Text shown:
◇ ◇ ◇

Speaker 3:It might not just be fear about my kids being okay, it might be fear about my kids being okay, fear about a car crash happening, fear about an airplane crashing, fear about, like it's this constant, persistent, right. So that's what we call generalized anxiety disorder and that is where it doesn't focus on one thing. It is across your whole life, in all aspects. And then there are more specific as well. So you know, you have panic disorders, you have obsessive compulsive disorders, you have social anxieties. You have a whole bunch of different kinds of specific anxiety disorders as well.
Speaker 2:Yeah, and I think that that's the key thing to remember is because I think anxiety is a word that is used a lot, just in common language. And there is just like anxiety. I'm feeling anxious about something, but then there is like anxiety as something that is diagnosed that someone lives with. That is a prevalent, persistent, never goes away kind of experience that interferes with any kind of functioning.
Speaker 3:Exactly, and I think that you know, we all are going to carry anxiety with us from time to time. It's a normal part of life and, honestly, it serves a purpose, right. It heightens our awareness, it causes us to be more on guard. So, yeah, if you're going into a strange location, anxiety can really serve you well to keep your eyes open, you see what's around you, you're observant. The problem is, for people with chronic anxiety, there is never a come down from that. Yeah, there's no relief. Yeah, there's no relief, and so it is. It doesn't matter, it isn't serving its purpose, right? It's our brain over functioning and and often it can stem from a whole host of things, from genetics to childhood trauma to you know you, there are lots of reasons.
Speaker 2:This occurs in individuals, of our emotions, kind of exist on like a, like a spectrum or like a on like a roller coaster. Yeah, um, and and so for us, if you're, if you're just typically experiencing emotions, it's like right, you're gonna feel mad, you're gonna feel anxious, you're gonna feel frustrated or worried or or even like positive emotions, you're gonna feel overjoyed, but like they peak and then you kind of come back to like a neutral and for someone experiencing something like this or another mental health difficulty, it's that you kind of your, your body and mind gets stuck there and don't come down.
Speaker 3:Yeah, we talk about it and the reality is there can be an unhealthy level of anxiety amongst people who don't have chronic anxiety also, right. So that key really is when it stops us from being able to live our lives the way we would choose to live our lives. And one of the analogies we use a lot and I love it is anxiety is going to come with you, right, whether it's chronic or whether it's just normal lifestyle anxiety. It's fine. It can sit in the passenger seat when it starts to drive, it's a problem right, that's a really great metaphor.
Speaker 3:Yeah, that, to me, is one of the ways it's helpful to look at if you're thinking about yourself like is this anxiety? Do I need to address this? Do I need to talk to somebody about this? What's going on? Yeah, these are some of the things we look at.

◇ ◇ ◇

Dataset entries:
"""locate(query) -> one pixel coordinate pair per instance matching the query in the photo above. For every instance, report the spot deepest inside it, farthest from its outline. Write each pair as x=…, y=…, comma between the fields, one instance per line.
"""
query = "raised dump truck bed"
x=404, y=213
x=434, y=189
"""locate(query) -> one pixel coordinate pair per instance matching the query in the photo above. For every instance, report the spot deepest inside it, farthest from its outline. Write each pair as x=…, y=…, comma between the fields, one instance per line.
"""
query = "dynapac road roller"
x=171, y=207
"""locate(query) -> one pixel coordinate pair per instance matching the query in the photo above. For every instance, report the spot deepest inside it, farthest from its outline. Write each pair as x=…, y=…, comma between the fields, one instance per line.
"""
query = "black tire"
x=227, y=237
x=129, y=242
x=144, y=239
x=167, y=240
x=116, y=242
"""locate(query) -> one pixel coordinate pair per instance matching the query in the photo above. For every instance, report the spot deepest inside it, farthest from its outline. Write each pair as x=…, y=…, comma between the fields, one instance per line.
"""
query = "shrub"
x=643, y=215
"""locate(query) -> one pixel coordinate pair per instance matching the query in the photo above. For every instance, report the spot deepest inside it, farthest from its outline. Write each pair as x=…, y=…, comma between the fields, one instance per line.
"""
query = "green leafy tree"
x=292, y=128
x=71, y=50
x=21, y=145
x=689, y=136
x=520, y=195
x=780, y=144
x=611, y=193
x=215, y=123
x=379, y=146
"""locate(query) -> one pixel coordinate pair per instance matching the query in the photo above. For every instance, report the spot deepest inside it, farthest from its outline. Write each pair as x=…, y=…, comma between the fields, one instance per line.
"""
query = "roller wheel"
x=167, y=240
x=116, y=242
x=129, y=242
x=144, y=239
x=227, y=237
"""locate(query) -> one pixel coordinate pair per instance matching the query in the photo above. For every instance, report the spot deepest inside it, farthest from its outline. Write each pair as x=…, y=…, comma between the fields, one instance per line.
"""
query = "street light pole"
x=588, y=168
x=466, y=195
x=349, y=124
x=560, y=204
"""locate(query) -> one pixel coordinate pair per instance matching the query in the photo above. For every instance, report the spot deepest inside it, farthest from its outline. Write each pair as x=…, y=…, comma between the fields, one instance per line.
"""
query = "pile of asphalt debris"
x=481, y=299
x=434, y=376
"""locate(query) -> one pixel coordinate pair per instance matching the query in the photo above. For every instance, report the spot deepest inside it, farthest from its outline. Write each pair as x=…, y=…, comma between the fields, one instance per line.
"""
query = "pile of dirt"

◇ ◇ ◇

Questions to answer:
[1] Repeat the part of the anxiety transcript that begins with the words containing "Speaker 3:Exactly, and" and ends with "lots of reasons.".
[2] Answer these questions from the anxiety transcript:
(a) What is the name for anxiety that doesn't focus on one thing but spreads across all aspects of life?
(b) In the passenger-seat analogy, at what point does anxiety become a problem?
(c) What two sources of chronic anxiety are named specifically?

Results of the tasks:
[1]
Speaker 3:Exactly, and I think that you know, we all are going to carry anxiety with us from time to time. It's a normal part of life and, honestly, it serves a purpose, right. It heightens our awareness, it causes us to be more on guard. So, yeah, if you're going into a strange location, anxiety can really serve you well to keep your eyes open, you see what's around you, you're observant. The problem is, for people with chronic anxiety, there is never a come down from that. Yeah, there's no relief. Yeah, there's no relief, and so it is. It doesn't matter, it isn't serving its purpose, right? It's our brain over functioning and and often it can stem from a whole host of things, from genetics to childhood trauma to you know you, there are lots of reasons.

[2]
(a) Generalized anxiety disorder.
(b) When it starts to drive.
(c) Genetics and childhood trauma.